━━━━━ Raw records ━━━━━

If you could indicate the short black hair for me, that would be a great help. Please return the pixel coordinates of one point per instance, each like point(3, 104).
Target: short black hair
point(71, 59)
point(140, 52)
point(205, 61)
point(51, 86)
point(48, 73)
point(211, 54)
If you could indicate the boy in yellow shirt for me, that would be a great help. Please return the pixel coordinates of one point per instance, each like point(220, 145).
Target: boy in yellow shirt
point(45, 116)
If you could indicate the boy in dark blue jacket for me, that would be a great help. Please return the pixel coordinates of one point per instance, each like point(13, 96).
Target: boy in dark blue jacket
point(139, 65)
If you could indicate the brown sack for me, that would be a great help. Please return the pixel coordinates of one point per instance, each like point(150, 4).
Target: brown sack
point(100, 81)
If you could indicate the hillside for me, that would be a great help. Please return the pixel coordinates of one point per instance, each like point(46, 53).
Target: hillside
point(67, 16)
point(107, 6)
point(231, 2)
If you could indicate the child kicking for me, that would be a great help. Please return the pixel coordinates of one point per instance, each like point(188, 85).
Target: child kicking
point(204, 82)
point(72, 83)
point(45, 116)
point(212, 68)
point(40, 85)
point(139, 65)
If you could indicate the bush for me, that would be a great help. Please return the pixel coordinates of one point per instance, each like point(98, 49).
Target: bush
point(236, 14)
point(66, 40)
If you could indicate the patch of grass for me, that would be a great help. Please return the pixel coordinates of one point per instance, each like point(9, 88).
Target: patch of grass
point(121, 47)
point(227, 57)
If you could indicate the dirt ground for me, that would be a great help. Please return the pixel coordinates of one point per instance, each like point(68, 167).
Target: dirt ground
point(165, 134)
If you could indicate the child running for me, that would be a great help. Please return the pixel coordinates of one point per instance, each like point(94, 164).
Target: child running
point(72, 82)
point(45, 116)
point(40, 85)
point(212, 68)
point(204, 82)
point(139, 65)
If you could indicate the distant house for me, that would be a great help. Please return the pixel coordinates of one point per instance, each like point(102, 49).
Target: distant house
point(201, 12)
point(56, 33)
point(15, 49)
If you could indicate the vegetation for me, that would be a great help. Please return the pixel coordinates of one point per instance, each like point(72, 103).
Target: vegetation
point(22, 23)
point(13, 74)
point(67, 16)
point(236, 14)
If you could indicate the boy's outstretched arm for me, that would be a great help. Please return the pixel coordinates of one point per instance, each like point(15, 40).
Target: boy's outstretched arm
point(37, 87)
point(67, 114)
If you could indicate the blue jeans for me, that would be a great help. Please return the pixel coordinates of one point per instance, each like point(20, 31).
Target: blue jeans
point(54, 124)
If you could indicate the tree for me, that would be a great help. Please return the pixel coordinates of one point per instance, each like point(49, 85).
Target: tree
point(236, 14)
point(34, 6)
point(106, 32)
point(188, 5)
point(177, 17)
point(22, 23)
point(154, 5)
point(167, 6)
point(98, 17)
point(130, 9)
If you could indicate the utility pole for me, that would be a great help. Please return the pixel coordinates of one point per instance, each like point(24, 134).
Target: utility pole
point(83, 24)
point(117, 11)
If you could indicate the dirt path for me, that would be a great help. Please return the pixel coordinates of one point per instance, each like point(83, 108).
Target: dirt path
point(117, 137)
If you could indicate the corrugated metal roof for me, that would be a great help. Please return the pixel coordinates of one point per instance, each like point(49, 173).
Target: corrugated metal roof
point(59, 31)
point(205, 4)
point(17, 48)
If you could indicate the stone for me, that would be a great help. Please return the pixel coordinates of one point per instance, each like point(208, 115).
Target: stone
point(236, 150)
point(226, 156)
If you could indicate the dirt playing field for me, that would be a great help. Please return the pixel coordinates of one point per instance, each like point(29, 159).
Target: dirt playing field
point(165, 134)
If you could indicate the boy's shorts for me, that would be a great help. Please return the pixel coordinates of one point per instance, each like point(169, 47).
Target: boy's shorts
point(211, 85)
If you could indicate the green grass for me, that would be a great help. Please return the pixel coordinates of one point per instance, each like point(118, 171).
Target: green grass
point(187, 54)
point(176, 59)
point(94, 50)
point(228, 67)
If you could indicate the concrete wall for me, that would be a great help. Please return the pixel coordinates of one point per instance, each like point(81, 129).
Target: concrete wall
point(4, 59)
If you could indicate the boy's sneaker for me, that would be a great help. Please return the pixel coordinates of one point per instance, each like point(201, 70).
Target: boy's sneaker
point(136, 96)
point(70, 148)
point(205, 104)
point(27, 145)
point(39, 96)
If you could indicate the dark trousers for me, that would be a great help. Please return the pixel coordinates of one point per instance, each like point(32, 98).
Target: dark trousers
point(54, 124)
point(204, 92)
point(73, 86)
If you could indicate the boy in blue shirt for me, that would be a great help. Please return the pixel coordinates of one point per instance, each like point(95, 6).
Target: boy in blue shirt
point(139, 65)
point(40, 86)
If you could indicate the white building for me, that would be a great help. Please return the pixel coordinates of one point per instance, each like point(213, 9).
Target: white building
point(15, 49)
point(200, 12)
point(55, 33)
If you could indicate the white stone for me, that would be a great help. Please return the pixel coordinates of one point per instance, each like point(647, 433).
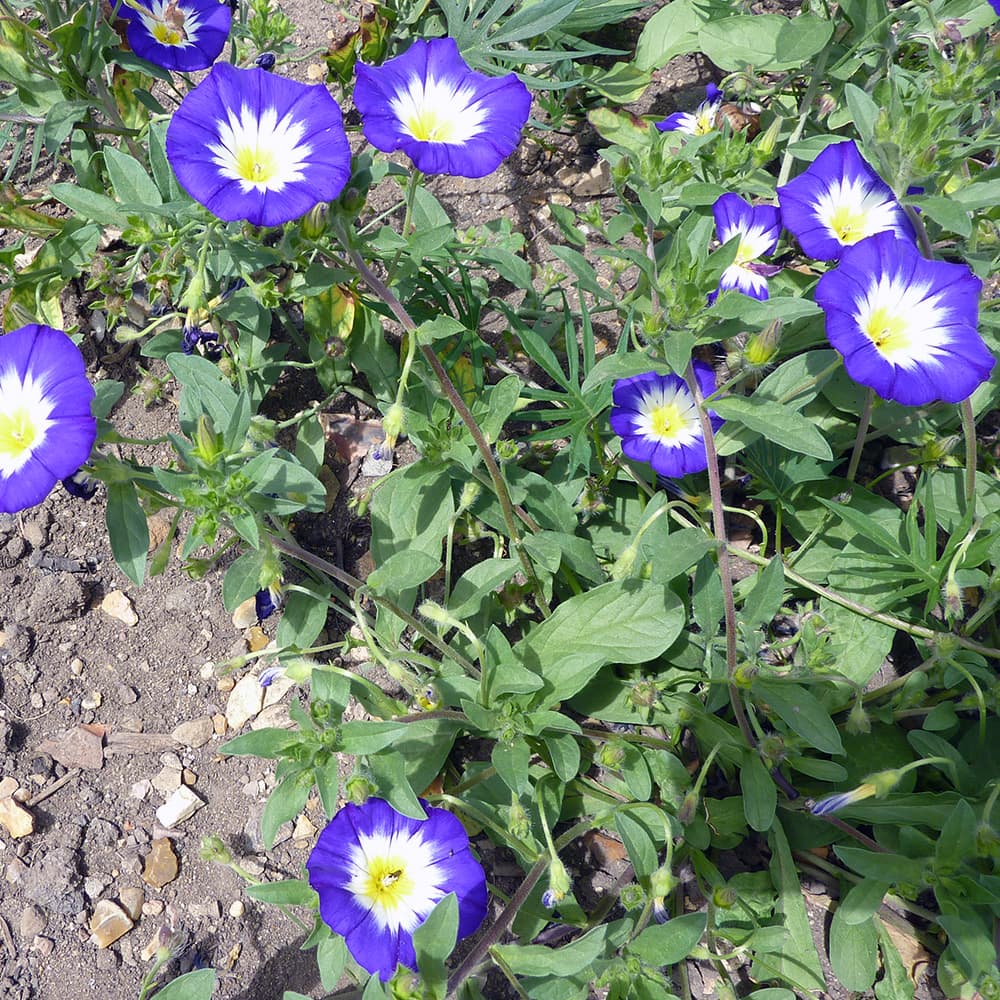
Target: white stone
point(245, 701)
point(182, 805)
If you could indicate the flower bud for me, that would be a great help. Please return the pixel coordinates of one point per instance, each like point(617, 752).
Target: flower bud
point(762, 347)
point(724, 897)
point(662, 882)
point(358, 789)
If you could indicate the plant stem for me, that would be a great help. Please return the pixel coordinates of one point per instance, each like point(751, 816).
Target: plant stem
point(859, 441)
point(969, 430)
point(459, 404)
point(725, 573)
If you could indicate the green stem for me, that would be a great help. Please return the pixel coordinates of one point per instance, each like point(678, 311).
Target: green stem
point(859, 439)
point(725, 572)
point(455, 398)
point(969, 430)
point(804, 107)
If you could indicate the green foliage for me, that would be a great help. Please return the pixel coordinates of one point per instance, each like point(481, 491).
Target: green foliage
point(566, 650)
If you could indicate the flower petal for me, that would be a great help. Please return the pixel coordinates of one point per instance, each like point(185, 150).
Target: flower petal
point(839, 201)
point(906, 326)
point(251, 145)
point(446, 117)
point(181, 35)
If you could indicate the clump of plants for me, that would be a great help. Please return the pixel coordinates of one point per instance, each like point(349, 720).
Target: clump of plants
point(805, 302)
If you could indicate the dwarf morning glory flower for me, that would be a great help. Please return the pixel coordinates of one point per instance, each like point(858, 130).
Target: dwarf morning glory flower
point(46, 427)
point(379, 874)
point(446, 117)
point(839, 201)
point(906, 326)
point(181, 35)
point(758, 230)
point(657, 420)
point(699, 122)
point(251, 145)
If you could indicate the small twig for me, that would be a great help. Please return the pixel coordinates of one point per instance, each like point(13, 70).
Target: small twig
point(53, 788)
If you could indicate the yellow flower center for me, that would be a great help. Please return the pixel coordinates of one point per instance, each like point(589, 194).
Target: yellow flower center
point(256, 164)
point(167, 35)
point(428, 124)
point(666, 421)
point(886, 330)
point(18, 432)
point(850, 224)
point(386, 883)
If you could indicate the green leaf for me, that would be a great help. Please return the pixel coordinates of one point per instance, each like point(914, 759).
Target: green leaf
point(671, 31)
point(128, 530)
point(132, 185)
point(669, 943)
point(565, 754)
point(637, 841)
point(292, 892)
point(433, 941)
point(862, 901)
point(803, 713)
point(439, 328)
point(778, 423)
point(242, 579)
point(511, 761)
point(303, 617)
point(797, 961)
point(946, 213)
point(538, 960)
point(766, 42)
point(197, 985)
point(895, 983)
point(629, 621)
point(89, 204)
point(478, 581)
point(403, 571)
point(760, 796)
point(854, 952)
point(411, 510)
point(764, 601)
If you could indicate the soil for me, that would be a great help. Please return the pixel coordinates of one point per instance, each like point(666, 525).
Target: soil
point(66, 662)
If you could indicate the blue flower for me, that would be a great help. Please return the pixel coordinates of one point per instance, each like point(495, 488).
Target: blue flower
point(839, 201)
point(251, 145)
point(267, 600)
point(906, 326)
point(46, 428)
point(181, 35)
point(699, 122)
point(444, 116)
point(657, 420)
point(758, 230)
point(379, 874)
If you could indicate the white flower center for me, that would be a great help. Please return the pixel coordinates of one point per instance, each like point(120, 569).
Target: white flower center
point(852, 210)
point(668, 414)
point(394, 876)
point(171, 24)
point(435, 110)
point(902, 320)
point(24, 420)
point(754, 243)
point(261, 153)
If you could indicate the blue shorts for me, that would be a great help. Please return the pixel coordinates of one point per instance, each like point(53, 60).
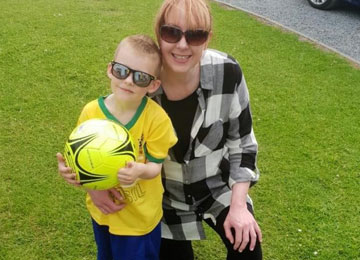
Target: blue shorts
point(115, 247)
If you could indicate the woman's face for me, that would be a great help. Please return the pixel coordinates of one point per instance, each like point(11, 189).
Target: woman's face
point(180, 57)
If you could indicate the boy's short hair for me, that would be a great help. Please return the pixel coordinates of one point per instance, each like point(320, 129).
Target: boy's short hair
point(197, 11)
point(143, 44)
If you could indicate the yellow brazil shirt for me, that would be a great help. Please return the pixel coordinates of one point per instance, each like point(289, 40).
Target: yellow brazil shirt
point(153, 135)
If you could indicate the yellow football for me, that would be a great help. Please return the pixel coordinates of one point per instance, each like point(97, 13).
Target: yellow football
point(96, 150)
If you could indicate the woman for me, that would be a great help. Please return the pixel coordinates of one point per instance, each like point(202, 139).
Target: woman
point(214, 162)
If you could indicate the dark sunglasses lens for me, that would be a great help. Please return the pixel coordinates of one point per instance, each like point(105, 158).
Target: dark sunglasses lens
point(196, 37)
point(120, 71)
point(141, 79)
point(170, 34)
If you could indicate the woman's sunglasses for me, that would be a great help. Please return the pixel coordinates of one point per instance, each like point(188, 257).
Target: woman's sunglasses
point(173, 34)
point(141, 79)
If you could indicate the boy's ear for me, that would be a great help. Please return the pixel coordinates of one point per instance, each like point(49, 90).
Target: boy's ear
point(108, 71)
point(155, 84)
point(208, 40)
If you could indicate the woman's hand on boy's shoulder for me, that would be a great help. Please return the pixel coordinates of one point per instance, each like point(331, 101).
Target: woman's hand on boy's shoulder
point(107, 201)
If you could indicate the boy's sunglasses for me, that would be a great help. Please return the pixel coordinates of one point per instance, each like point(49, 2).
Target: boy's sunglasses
point(173, 34)
point(141, 79)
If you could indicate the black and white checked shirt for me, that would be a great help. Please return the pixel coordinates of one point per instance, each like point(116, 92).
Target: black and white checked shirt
point(222, 151)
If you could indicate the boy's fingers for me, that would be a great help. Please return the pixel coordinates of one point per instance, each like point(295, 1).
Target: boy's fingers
point(116, 194)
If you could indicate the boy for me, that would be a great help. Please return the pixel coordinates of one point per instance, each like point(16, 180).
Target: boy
point(134, 231)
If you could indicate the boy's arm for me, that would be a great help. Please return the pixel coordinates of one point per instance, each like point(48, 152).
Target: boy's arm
point(135, 170)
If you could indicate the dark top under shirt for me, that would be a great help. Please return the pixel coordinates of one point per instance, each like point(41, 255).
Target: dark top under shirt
point(181, 113)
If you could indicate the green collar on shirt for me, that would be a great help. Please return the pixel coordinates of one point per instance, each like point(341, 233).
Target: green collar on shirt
point(110, 116)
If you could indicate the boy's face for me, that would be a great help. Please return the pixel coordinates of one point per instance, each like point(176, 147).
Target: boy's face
point(126, 89)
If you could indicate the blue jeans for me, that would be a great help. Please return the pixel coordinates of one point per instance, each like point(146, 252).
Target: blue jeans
point(115, 247)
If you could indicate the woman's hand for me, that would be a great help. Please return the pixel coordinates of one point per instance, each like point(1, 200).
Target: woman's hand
point(107, 201)
point(246, 230)
point(66, 172)
point(240, 225)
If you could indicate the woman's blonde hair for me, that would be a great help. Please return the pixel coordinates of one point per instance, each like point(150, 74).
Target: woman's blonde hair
point(197, 11)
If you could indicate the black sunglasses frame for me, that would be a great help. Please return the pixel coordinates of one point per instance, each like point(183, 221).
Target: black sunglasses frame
point(189, 35)
point(134, 73)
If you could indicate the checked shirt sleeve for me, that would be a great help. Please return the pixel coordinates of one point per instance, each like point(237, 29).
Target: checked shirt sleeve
point(241, 140)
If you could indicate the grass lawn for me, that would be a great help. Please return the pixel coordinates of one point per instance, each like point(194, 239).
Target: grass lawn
point(305, 103)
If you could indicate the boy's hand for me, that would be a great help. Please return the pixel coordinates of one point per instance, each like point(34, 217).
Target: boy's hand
point(105, 200)
point(130, 173)
point(66, 172)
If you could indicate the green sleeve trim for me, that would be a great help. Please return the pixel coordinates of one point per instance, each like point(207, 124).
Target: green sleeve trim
point(151, 158)
point(137, 114)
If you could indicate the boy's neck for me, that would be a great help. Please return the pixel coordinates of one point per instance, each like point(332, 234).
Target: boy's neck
point(122, 110)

━━━━━

Rewrite the lines from the one containing "If you could indicate the checked" through the one containing "point(137, 114)", inclusive, replacing "boy's hand" with "child's hand" and leaving everything else unchanged.

**Task output**.
If you could indicate the checked shirt sleeve for me, that would be a great help. Please return the pixel coordinates of one point per instance, each like point(237, 29).
Target: checked shirt sleeve
point(241, 140)
If you could indicate the grass lawn for me, that would be a great help. Please return the pixel coordinates of one point per instance, each like point(194, 239).
Target: grass lawn
point(305, 103)
If you could indicate the child's hand for me, that would be a great help. Please return the pixel coordinates of one point per instance, each like point(34, 217).
Target: child's hand
point(105, 200)
point(130, 173)
point(66, 172)
If you could indicate the green sleeve trim for me, that would be a great help. Please return the pixel coordinates of one point per instance, each like point(207, 124).
Target: green sleeve trim
point(151, 158)
point(137, 114)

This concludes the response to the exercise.